What the task requires
Copy the glycoRNA text below word for word, from "The implication of" to "in human diseases.".

Excerpt
━━━━━━━━━━━━━━━━
The implication of glycoRNAs in RNA biology research is immense, especially when relating to disease progression and drug therapy. Aberrant glycosylation is a well-recognized hallmark of various human diseases. It has been a popular belief that diseases caused by abnormal glycosylation of proteins and lipids contribute to the pathology of those diseases. The discovery of glycoRNAs points researchers in the direction of an alternative molecule that may be responsible for the disrupted glycosylation network in human diseases.

Fractionation and immunohistochemical imaging studies revealed that glycoRNAs are primarily associated with the cell surface, as evidenced by their loss from the cell surface after treatment with a sialic acid-cleaving enzyme. This suggests that they may be involved in extracellular molecular interactions. Cell surface glycoRNAs were found to interact with members of the sialic acid-binding immunoglobulin-like lectin (Siglec) receptor family in addition to binding an anti-RNA antibody used to detect RNA virus-infected cells. These receptors are known to play a role in immune response modulation, specifically host-pathogen interactions, immune evasion in cancer, and genetic links to autoimmune illnesses. The Siglec receptor family ligand partners are largely unknown, at least in part because previous research assumed they bind glycoproteins or glycolipids. As a result, glycoRNAs may be potential ligands for these and other orphan glycan-binding receptors.

Autoimmune disorders are linked to a myriad of RNA and RNA-associated autoantigens. Flynn and Bertozzi employed soluble Siglec-Fc reagents and flow cytometry to examine the binding of human Siglec receptors to cell surface glycoRNA. They found that 9 of the 12 marketed Siglec-Fc reagents bind to HeLa cells, and two of which, Siglec-11 and Siglec-14, had binding that was vulnerable to RNase A treatment. These data support the hypothesis that cell surface glycoRNAs might act as direct ligands for Siglec receptors.
━━━━━━━━━━━━━━━━
Entries supplied
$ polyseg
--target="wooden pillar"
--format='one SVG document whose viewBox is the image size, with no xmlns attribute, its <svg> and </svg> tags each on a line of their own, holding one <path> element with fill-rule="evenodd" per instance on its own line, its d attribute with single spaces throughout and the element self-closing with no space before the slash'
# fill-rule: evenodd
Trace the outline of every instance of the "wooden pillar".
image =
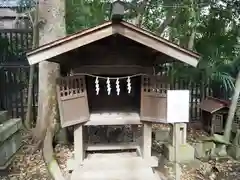
<svg viewBox="0 0 240 180">
<path fill-rule="evenodd" d="M 81 164 L 85 158 L 83 125 L 74 128 L 74 159 L 76 164 Z"/>
<path fill-rule="evenodd" d="M 142 155 L 144 159 L 148 159 L 152 154 L 152 123 L 143 123 L 143 144 Z"/>
</svg>

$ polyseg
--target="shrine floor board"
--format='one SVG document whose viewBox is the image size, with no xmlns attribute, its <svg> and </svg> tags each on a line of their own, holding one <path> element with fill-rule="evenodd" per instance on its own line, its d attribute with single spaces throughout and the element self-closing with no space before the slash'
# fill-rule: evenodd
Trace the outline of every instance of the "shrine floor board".
<svg viewBox="0 0 240 180">
<path fill-rule="evenodd" d="M 90 154 L 71 180 L 161 180 L 135 152 Z"/>
<path fill-rule="evenodd" d="M 93 112 L 85 126 L 141 124 L 137 112 Z"/>
</svg>

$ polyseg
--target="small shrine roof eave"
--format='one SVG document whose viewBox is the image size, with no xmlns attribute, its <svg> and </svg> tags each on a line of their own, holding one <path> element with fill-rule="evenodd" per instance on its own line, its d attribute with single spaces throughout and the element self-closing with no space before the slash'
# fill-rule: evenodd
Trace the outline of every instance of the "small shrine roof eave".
━━━━━━━━━━━━━━━━
Problem solution
The implication of glycoRNAs in RNA biology research is immense, especially when relating to disease progression and drug therapy. Aberrant glycosylation is a well-recognized hallmark of various human diseases. It has been a popular belief that diseases caused by abnormal glycosylation of proteins and lipids contribute to the pathology of those diseases. The discovery of glycoRNAs points researchers in the direction of an alternative molecule that may be responsible for the disrupted glycosylation network in human diseases.